Data extracted from a collection
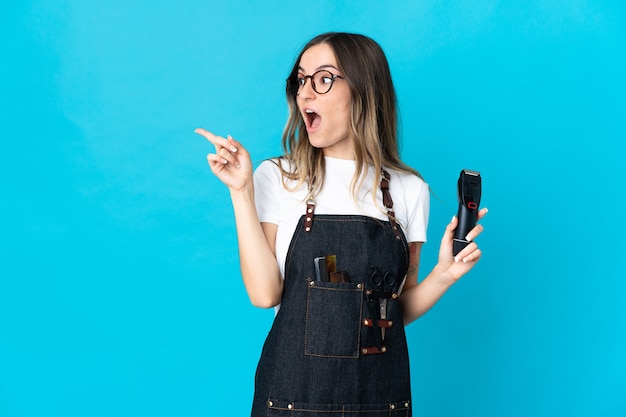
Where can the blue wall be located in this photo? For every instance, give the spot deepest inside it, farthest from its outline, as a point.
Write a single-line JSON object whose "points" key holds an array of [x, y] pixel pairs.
{"points": [[119, 286]]}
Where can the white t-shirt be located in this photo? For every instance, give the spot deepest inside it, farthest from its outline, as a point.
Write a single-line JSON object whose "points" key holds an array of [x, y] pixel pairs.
{"points": [[277, 205]]}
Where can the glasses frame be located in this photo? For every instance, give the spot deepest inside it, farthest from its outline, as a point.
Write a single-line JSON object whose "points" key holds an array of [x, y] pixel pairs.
{"points": [[296, 86]]}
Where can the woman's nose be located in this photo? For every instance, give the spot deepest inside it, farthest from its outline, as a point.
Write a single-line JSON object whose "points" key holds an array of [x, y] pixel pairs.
{"points": [[306, 91]]}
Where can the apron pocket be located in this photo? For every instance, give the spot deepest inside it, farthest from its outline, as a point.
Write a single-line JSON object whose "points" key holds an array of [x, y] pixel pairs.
{"points": [[333, 319], [277, 408]]}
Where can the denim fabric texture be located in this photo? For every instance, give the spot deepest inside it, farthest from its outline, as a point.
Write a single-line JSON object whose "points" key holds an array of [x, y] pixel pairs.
{"points": [[312, 363]]}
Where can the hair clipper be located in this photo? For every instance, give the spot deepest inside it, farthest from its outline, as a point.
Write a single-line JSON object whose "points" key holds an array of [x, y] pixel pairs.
{"points": [[469, 190]]}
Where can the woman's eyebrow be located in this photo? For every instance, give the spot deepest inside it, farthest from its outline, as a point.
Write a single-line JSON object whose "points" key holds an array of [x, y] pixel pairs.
{"points": [[321, 67]]}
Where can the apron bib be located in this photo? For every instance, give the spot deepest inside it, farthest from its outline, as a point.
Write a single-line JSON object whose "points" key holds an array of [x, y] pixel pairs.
{"points": [[331, 352]]}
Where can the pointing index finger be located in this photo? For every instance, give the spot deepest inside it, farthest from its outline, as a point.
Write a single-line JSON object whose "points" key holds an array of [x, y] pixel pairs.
{"points": [[207, 135]]}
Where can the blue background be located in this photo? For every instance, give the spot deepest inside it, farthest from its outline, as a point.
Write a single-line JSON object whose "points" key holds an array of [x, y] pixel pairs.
{"points": [[120, 293]]}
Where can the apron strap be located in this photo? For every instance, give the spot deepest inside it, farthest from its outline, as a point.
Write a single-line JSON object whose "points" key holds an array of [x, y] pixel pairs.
{"points": [[387, 202]]}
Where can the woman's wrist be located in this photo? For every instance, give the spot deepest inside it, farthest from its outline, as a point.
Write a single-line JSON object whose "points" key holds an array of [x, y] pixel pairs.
{"points": [[443, 275]]}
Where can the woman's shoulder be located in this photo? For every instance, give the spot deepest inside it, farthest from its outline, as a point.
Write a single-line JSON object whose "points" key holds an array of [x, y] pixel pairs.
{"points": [[407, 178]]}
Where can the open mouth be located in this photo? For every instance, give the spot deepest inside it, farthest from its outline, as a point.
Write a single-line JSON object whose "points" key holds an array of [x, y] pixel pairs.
{"points": [[312, 120]]}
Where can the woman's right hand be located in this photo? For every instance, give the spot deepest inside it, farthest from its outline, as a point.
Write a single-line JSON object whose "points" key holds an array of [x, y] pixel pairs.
{"points": [[230, 163]]}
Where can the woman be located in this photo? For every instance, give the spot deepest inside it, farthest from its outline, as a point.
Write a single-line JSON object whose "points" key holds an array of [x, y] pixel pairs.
{"points": [[322, 233]]}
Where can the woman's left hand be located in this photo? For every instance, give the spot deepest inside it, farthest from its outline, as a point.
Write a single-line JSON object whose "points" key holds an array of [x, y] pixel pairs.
{"points": [[459, 265]]}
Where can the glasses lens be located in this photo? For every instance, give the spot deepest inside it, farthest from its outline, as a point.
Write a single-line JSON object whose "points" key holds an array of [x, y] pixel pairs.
{"points": [[323, 80]]}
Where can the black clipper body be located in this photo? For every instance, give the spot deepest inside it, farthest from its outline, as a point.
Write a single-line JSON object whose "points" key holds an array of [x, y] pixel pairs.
{"points": [[469, 191]]}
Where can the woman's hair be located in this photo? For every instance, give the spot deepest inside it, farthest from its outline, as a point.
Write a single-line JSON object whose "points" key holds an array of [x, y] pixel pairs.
{"points": [[373, 116]]}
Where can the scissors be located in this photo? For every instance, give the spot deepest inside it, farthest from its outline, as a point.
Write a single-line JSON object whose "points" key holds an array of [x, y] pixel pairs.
{"points": [[383, 285]]}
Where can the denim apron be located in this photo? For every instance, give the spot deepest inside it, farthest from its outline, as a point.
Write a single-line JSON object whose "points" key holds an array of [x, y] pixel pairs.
{"points": [[329, 352]]}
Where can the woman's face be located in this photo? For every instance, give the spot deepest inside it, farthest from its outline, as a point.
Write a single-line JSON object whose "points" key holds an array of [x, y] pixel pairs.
{"points": [[326, 116]]}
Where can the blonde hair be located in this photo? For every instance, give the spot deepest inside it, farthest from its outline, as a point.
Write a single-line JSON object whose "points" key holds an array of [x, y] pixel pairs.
{"points": [[373, 117]]}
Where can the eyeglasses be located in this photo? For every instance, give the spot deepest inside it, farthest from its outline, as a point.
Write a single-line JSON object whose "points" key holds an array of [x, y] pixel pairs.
{"points": [[321, 81]]}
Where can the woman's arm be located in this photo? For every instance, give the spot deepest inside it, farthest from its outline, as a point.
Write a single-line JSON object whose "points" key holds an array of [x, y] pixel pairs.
{"points": [[232, 165], [418, 298]]}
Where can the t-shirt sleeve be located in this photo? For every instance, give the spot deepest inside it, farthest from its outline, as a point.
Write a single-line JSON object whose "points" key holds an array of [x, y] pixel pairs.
{"points": [[267, 185], [417, 197]]}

» **Instructions for the task**
Retype the lines in all of the records above exactly, leaving the pictures out of your answer.

» **Written response**
Where can the blue wall be located in this photo? For every instance, give the spot deepest inside it, farthest from its outline, as a point.
Write a single-line JSON object whose "points" key holds an array of [x, y] pixel pairs.
{"points": [[119, 286]]}
Where can the white t-shirt be located in this photo? For every instance, give the spot deepest inside it, farthest from its outline, as a point.
Write a single-line JSON object whose "points" key holds an array of [x, y] pixel pairs.
{"points": [[277, 205]]}
Where can the glasses frame be located in this photo? For every instance, give the spot deepest inside it, farthest from its outline, as a point.
Write a single-line JSON object whose "points" key holds an array of [x, y] pixel pairs.
{"points": [[296, 86]]}
Where can the woman's nose be located in this photo? For every instance, give the spot deepest inside it, farthest from its outline, as a point.
Write a single-line JSON object whose "points" key holds an array of [x, y] pixel pairs.
{"points": [[306, 91]]}
Where can the apron pocket be located in this photo? For every instance, give the spot deepest inside it, farthest from its outline, as a point.
Write a single-line JSON object whose "points" key holds an array of [x, y] pixel pairs.
{"points": [[333, 319], [277, 408]]}
Where can the denim fabric texture be located in this photo? For every instance, give the spot deepest inside it, farthest from its outline, as a point.
Write a single-line JSON object whose "points" key holds an array of [x, y] pixel pairs.
{"points": [[312, 363]]}
Where can the hair clipper be located in this photo? For every instance, give the spot deepest inside it, farthest from its outline, as a point.
Write a single-line JSON object whose "points" key holds an array of [x, y] pixel pairs.
{"points": [[469, 190]]}
Where can the woman's eyebrow be located in this photo? For every instance, give the spot deepest inside it, farthest from its outline, as a point.
Write a single-line JSON object whose "points" key holds an array of [x, y] pixel pairs.
{"points": [[321, 67]]}
Where can the apron bib be located in this photo? For every instance, give the spot deepest inside it, farthest from its outline, as a point.
Write a single-line JSON object whose "points" key holds an array of [x, y] pixel pairs.
{"points": [[331, 352]]}
Where can the pointing index finger be located in this photo? For every instance, give the spot deepest inside it, farthest from its outline, as a point.
Write a single-line JSON object whose "points" key holds an array of [x, y] pixel pairs.
{"points": [[207, 135]]}
Where can the blue background be located in this photo? For every instance, give the spot deepest inside it, farthest from its outline, as a point.
Write a single-line JSON object whose "points" key holds an array of [x, y] pixel pairs.
{"points": [[120, 293]]}
Where can the apron strap be located in this photo? For every instance, give the spot deepest inside it, farthest from its outline, as a point.
Write a single-line JSON object whose "points" key holds an array of [x, y] pixel pairs.
{"points": [[387, 202]]}
Where can the woman's wrist be located in this photo? For every instance, give the spot deepest inside it, farthest from its outline, as a point.
Write a single-line JSON object whose "points" key holds an array of [x, y] pixel pairs.
{"points": [[443, 275]]}
Where can the woman's shoulder be located in this photo? For every instance, give the spot deepest inside it, farthest from its outline, as a point.
Write a single-line JSON object whose "points" key holds an array of [x, y] pixel pairs.
{"points": [[407, 178]]}
Where can the open mouth be located in this photo? For every instance, give the spot deepest inside it, farthest from its outline, as a point.
Write a single-line JSON object whose "points" key holds an array of [x, y] pixel pairs.
{"points": [[312, 120]]}
Where can the woman's right hand be located in this photo? For every instance, give the spot deepest inside it, farthest from its outline, as a point.
Write a single-line JSON object whose "points" key holds an array of [x, y] pixel pairs.
{"points": [[230, 163]]}
Where can the woman be located in this photo? For every instance, give the spot deepest inside it, farthest from its outline, as a point.
Write a single-line JSON object whose "points" key holds an array of [x, y] pixel pairs.
{"points": [[322, 233]]}
Where can the woman's left hand be located in this photo? For every instance, give the spot deepest inside it, farthest from its outline, as a point.
Write a single-line JSON object whose "points" key holds an array of [x, y] pixel pairs.
{"points": [[459, 265]]}
Where can the glasses lens be located in this photo? For every instance, give the spot deepest inside it, farthest from its outline, as a point.
Write a single-line JSON object whose "points" key holds an array of [x, y] pixel pairs.
{"points": [[323, 80]]}
Where can the black clipper body be located in this photo? For every instance, give the spot deepest inside it, farthest from its outline, as a point.
Write a single-line JSON object whose "points" key holds an array of [x, y] pixel pairs.
{"points": [[469, 191]]}
Where can the woman's hair be located in this photo? For every instance, give the spot deepest inside it, farthest from its outline, as a point.
Write a single-line JSON object whose "points" key holds an array of [x, y] pixel pairs.
{"points": [[373, 116]]}
Where can the scissors be located in this photo? For every instance, give the spot deepest inside it, farthest from its outline, as a point.
Write a single-line JSON object whose "points" key holds an array of [x, y] pixel pairs.
{"points": [[383, 285]]}
Where can the denim apron be located in this photo? For every instance, give the spot deepest inside it, farthest from its outline, as a point.
Write a single-line JSON object whose "points" key holds an array of [x, y] pixel pairs.
{"points": [[329, 352]]}
Where can the woman's face be located in this photo? For every instance, give the spot deepest inside it, farthest from its outline, as a point.
Write a single-line JSON object whose "points" key holds an array of [x, y] pixel pairs.
{"points": [[326, 116]]}
Where can the blonde hair be located in this photo? For every instance, give the spot deepest inside it, farthest from its outline, as a point.
Write a single-line JSON object whose "points" key holds an array of [x, y] pixel pairs.
{"points": [[373, 117]]}
Where can the eyeglasses be located in this photo? For every instance, give the spot deepest inside it, farthest from its outline, as a point.
Write a single-line JSON object whose "points" key holds an array of [x, y] pixel pairs.
{"points": [[321, 81]]}
Where can the woman's arm be located in this photo? For every instance, give the spot deepest inside it, farthest from its outline, as a point.
Write a single-line JSON object whose "points" key holds an array of [x, y] pixel pairs.
{"points": [[232, 165], [418, 298]]}
Where can the t-shirt sleeve be located in this photo? For every instance, give the spot deepest inside it, farthest from its outline, as a point.
Write a single-line JSON object whose "points" key holds an array of [x, y] pixel pairs.
{"points": [[267, 185], [417, 197]]}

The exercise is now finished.